Spatial localization data:
===

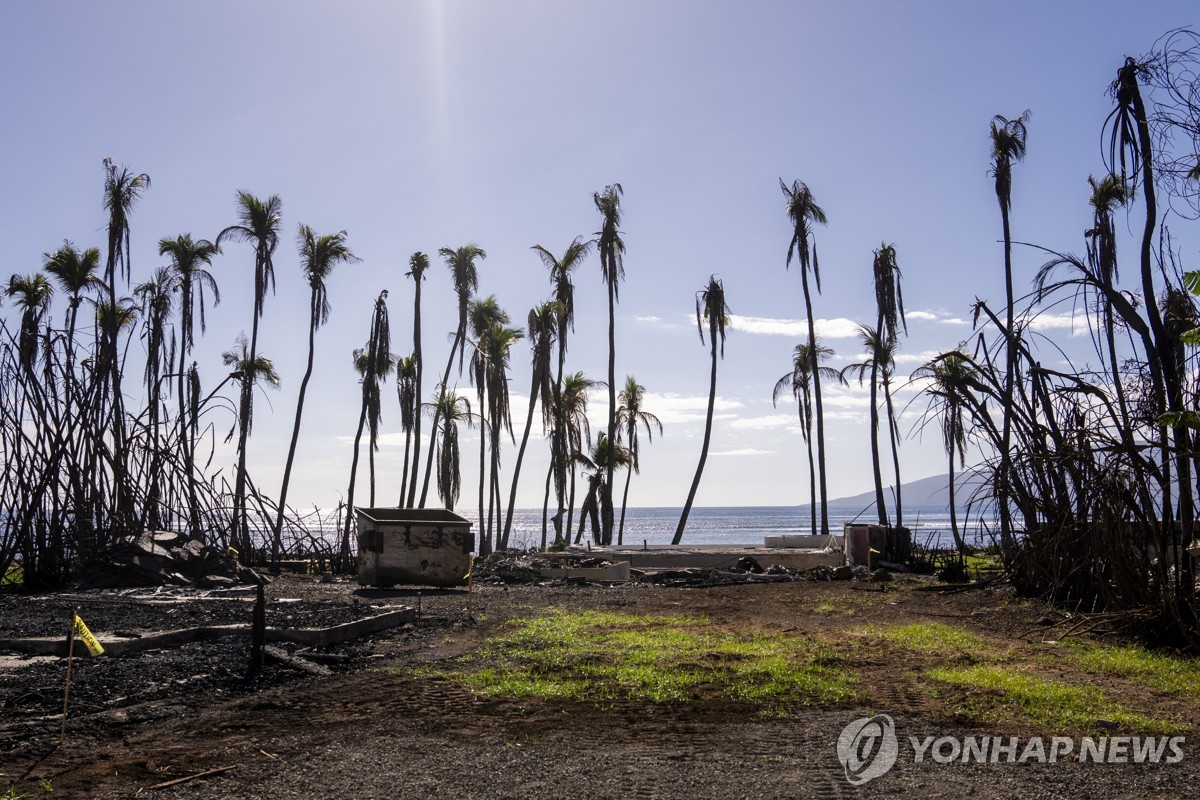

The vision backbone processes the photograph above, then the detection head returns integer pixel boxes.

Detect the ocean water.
[499,504,994,552]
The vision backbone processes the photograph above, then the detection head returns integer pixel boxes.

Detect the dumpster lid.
[355,507,473,527]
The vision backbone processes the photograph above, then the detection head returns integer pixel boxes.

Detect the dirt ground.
[1,572,1196,799]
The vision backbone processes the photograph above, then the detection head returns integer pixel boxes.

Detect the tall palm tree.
[218,192,283,553]
[132,267,176,532]
[504,302,558,549]
[780,178,831,535]
[404,252,429,507]
[913,352,976,558]
[616,376,661,545]
[159,233,220,538]
[593,184,625,545]
[532,237,593,535]
[396,354,418,506]
[419,244,485,507]
[5,274,54,371]
[341,291,392,565]
[429,389,474,512]
[271,226,358,566]
[575,434,631,544]
[774,340,842,537]
[220,333,281,552]
[842,326,899,527]
[674,276,730,545]
[101,158,150,528]
[42,242,103,363]
[468,296,510,553]
[990,111,1029,552]
[871,243,906,526]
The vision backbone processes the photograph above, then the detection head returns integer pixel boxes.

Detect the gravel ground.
[0,573,1195,799]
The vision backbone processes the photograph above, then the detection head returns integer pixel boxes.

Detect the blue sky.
[2,1,1197,518]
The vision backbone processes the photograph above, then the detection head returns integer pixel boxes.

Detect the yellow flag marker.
[869,548,881,554]
[73,614,104,657]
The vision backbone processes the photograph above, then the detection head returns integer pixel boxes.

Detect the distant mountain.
[822,472,988,511]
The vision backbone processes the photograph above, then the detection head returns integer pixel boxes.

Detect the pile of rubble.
[79,530,265,589]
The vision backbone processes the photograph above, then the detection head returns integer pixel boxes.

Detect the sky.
[2,1,1198,521]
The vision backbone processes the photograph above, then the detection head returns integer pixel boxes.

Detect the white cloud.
[709,448,774,456]
[726,314,862,339]
[906,310,940,321]
[729,414,800,431]
[640,393,744,425]
[1024,311,1087,336]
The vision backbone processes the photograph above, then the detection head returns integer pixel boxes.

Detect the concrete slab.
[549,546,846,571]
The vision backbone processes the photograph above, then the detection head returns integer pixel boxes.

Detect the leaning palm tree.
[674,276,730,545]
[990,111,1029,553]
[593,184,625,545]
[532,237,593,534]
[218,192,283,554]
[404,252,429,507]
[43,242,103,363]
[271,226,358,566]
[780,178,831,535]
[1086,174,1134,432]
[774,340,842,537]
[221,333,281,553]
[5,273,54,371]
[616,376,661,545]
[419,244,485,506]
[159,233,220,538]
[101,158,150,527]
[504,302,558,548]
[341,291,392,566]
[913,351,976,559]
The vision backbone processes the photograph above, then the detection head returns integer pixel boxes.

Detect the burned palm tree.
[272,226,357,566]
[404,252,429,507]
[780,178,832,535]
[504,301,557,549]
[593,185,625,545]
[218,192,283,552]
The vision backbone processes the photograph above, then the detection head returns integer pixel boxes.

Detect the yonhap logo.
[837,714,898,785]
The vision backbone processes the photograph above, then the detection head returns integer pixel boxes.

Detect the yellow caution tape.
[73,614,104,657]
[227,546,240,562]
[464,556,475,581]
[869,548,881,554]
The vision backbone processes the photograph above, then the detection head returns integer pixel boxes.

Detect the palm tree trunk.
[998,193,1016,556]
[400,428,411,506]
[477,391,488,555]
[569,463,580,543]
[674,328,718,544]
[553,342,567,531]
[803,402,817,537]
[407,281,423,507]
[604,280,617,546]
[542,458,554,549]
[800,268,829,536]
[341,402,368,570]
[368,430,376,507]
[948,439,965,558]
[618,460,633,546]
[869,353,887,527]
[504,377,540,545]
[419,328,463,507]
[883,376,903,528]
[272,295,319,565]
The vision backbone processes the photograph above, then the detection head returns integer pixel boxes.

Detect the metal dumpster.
[355,508,474,587]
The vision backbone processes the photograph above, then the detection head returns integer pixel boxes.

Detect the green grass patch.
[1,564,22,587]
[426,609,859,708]
[928,665,1182,733]
[812,602,838,614]
[876,622,989,657]
[1063,641,1200,697]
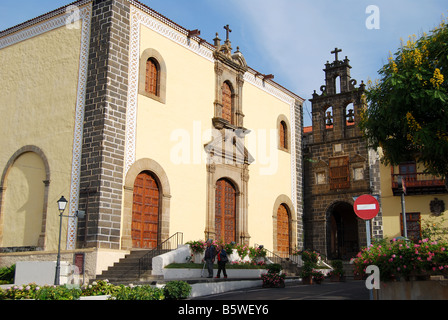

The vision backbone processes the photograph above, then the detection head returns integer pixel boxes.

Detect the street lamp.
[55,196,68,285]
[54,196,86,285]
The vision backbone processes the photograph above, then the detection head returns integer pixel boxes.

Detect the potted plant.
[300,262,314,285]
[249,245,267,263]
[186,240,207,263]
[329,260,345,282]
[261,264,285,288]
[312,270,325,284]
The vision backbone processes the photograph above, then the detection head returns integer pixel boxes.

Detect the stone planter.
[374,278,448,300]
[302,276,313,285]
[192,252,203,264]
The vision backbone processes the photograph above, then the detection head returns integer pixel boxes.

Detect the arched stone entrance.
[326,201,359,260]
[122,158,171,250]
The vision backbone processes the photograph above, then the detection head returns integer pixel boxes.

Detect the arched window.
[346,103,355,126]
[222,82,233,124]
[279,121,288,149]
[145,58,160,96]
[139,48,167,104]
[325,106,334,129]
[335,75,341,94]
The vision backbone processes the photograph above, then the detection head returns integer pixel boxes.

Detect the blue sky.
[1,0,447,126]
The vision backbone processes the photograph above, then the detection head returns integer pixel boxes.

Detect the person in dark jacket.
[216,245,228,279]
[203,239,217,278]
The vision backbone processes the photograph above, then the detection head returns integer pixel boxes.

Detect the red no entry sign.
[354,195,380,220]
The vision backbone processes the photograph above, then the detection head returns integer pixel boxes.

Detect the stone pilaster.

===

* _ABOUT THIS TASK_:
What is needed is a word-for-word transcription of all the entries, with the pictures dropped.

* _RESULT_:
The vision backbone processes the photograph above, then the detection head returns integer pixel boxes.

Detect the ocean water.
[499,504,994,552]
The vision backbone processes the photograph above, then the detection head returns integer pixel boxes.

Detect the dumpster lid.
[355,507,473,527]
The vision backbone processes the photograph above, then the detection head returns integer pixel boxes.

Detect the dirt ground.
[1,572,1196,799]
The vision backbone processes the photograph above, then the detection head returns integer pixel boxes.

Detect the tall palm tree.
[218,192,283,553]
[132,267,176,532]
[504,302,558,549]
[780,178,831,535]
[404,252,429,507]
[913,352,976,558]
[616,376,661,545]
[159,233,220,538]
[593,184,625,545]
[532,237,593,535]
[396,354,418,506]
[419,244,485,507]
[5,274,54,371]
[341,291,392,565]
[429,389,474,512]
[271,226,358,566]
[575,434,631,544]
[774,340,842,537]
[220,333,281,552]
[842,326,899,527]
[674,276,730,545]
[101,158,150,528]
[42,242,103,363]
[468,296,510,553]
[990,111,1029,552]
[871,243,906,526]
The vision backbone processes the photograph above, then the detection head returns integer pixel boxes.

Detect the gravel ground.
[0,573,1195,799]
The vision backbone processes the photograph above, then the detection head returns integer pixel boxes.

Detect the blue sky.
[2,1,1197,518]
The vision backbone processes the photograph above, then the detection head returns integer pixel boxes.

Detect the yellow flag marker.
[869,548,881,554]
[73,614,104,657]
The vision backbone processes the photograph above, then the detection head returns integer pixel boxes.

Detect the distant mountain.
[822,472,988,511]
The vision backbone processes the photograph above, then the detection head returns integer pixel boxes.

Detect the pile of rubble.
[79,530,265,589]
The vision backbone processes the photograph above, then the detection head returns integer pixel boxes.

Detect the sky.
[2,1,1198,521]
The vision backbone processes the photograph above, then the detection head returns integer pixel boxes.

Detect the white cloud.
[709,448,774,456]
[726,314,862,339]
[906,310,940,321]
[729,414,800,431]
[640,393,744,425]
[1024,311,1087,336]
The vision backbone processes the photograph above, then the detection head returns integer pixel boxes.

Detect the concrete slab.
[549,546,846,571]
The vision backbone processes the photograph above, then the detection head returns integer pixel boxes.

Detect the leaning palm tree.
[674,276,730,545]
[990,111,1029,553]
[593,184,625,545]
[532,237,593,534]
[218,192,283,554]
[404,252,429,507]
[43,242,103,363]
[271,226,358,566]
[780,178,831,535]
[1086,174,1134,432]
[774,340,842,537]
[221,333,281,553]
[5,273,54,371]
[616,376,661,545]
[419,244,485,506]
[159,233,220,538]
[101,158,150,527]
[504,302,558,548]
[341,291,392,566]
[913,351,976,559]
The vision backbone processes the photograph above, then the detection head returns integer pixel boxes.

Detect the burned palm tree.
[272,226,357,566]
[404,252,429,507]
[780,178,832,535]
[504,301,557,549]
[593,185,625,545]
[218,192,283,552]
The vision backbone processes the photograph above, then the detection head returns integer pixel boxes.

Detect the yonhap logo.
[837,714,898,785]
The vision backbone processes the photograph above, then the detection head returns integer pixel boxes.

Detect the yellow caution tape.
[73,614,104,657]
[227,546,240,562]
[464,556,475,581]
[869,548,881,554]
The vision backbone processes the photograph above, then the detection head returns integer pixel boxes.

Detect the palm tree trunk.
[998,193,1016,556]
[400,428,411,506]
[477,391,488,555]
[569,463,580,543]
[674,328,718,544]
[553,342,567,531]
[803,402,817,537]
[407,281,423,507]
[604,280,617,546]
[542,458,554,549]
[800,268,829,536]
[341,402,368,570]
[368,430,376,507]
[948,439,965,558]
[618,460,633,546]
[869,353,887,527]
[504,377,540,545]
[419,328,463,507]
[883,376,903,528]
[272,295,319,565]
The vision backbone processes the photograph above, then the detection head returns integer pixel boxes.

Detect the metal dumpster.
[355,508,474,587]
The vision backbone processes the photograph above, then the detection head returns integer pixel boxes.

Detect the green grass patch.
[1,564,22,587]
[426,609,859,708]
[928,665,1182,733]
[812,602,838,614]
[876,622,989,657]
[1063,641,1200,697]

The vision backbone processes the photograph above, then the detection head returns integer pixel boxes.

Detect the street lamp.
[55,196,68,285]
[54,196,86,285]
The vision backbone processes the photograph above, then the detection head returns integer pixel boxes.

Detect the potted plant.
[300,262,314,285]
[249,245,267,263]
[186,240,207,263]
[329,260,345,282]
[261,264,285,288]
[312,270,325,284]
The vision backbone processes the photograph above, then the detection head returns integer pixel boxes.

Detect the stone planter.
[374,278,448,300]
[302,276,313,285]
[192,252,203,264]
The vision backbone processes the photograph above, then the detection head returns integer pixel boxes.

Detect the arched stone entrance.
[326,201,359,260]
[122,158,171,250]
The vision backbone processes the photograph above, then the detection head returns integer pixel boxes.

Detect the arched window.
[346,103,355,126]
[222,82,233,124]
[279,121,288,149]
[145,58,160,96]
[139,48,167,104]
[325,106,334,129]
[335,75,341,94]
The vision backbone processes the photograph above, then the detection head returns integer pixel boxes.

Detect the blue sky.
[1,0,447,126]
The vision backbone processes the photograph above, then the detection head returns integer pixel boxes.

Detect the person in dark jacket.
[216,245,228,279]
[203,239,217,278]
The vision backbone processes the photograph above, then the detection head returns integer pixel boxes.

Detect the red no entry sign.
[354,195,380,220]
The vision backbone processes the photograph above, then the detection head returns integer pixel boxes.

Detect the stone pilaster.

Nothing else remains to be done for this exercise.